[Dataset records]
----

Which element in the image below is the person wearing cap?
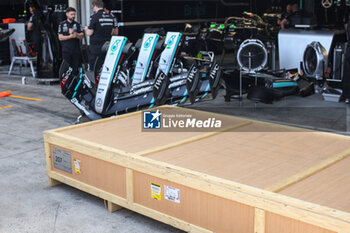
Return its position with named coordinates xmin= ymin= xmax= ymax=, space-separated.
xmin=85 ymin=0 xmax=118 ymax=70
xmin=58 ymin=7 xmax=84 ymax=74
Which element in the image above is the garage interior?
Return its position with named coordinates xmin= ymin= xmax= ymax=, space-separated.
xmin=0 ymin=0 xmax=350 ymax=233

----

[What the task asks] Print the entries from the line containing "Which element in the image above" through the end of the entries, reproducing each line exactly.

[Written solution]
Which element in the image above is the garage interior?
Return its position with named coordinates xmin= ymin= xmax= ymax=, space-separated.
xmin=0 ymin=0 xmax=350 ymax=233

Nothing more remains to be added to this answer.